(Items from a labeling collection)
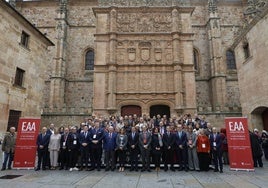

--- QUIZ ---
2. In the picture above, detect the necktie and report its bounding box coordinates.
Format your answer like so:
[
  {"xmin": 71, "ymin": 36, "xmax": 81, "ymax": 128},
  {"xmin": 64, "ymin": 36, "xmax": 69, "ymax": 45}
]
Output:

__TASK OBJECTIVE__.
Reproduce the material with "necktie" swapped for "bow tie" throughout, changing nothing else. Leave the pictures out of your answer.

__FULL RESPONSE__.
--- QUIZ ---
2. In the picture above, detect the bow tie and report its bounding box coordinates.
Format your answer like so:
[
  {"xmin": 71, "ymin": 36, "xmax": 81, "ymax": 128},
  {"xmin": 64, "ymin": 36, "xmax": 69, "ymax": 45}
]
Output:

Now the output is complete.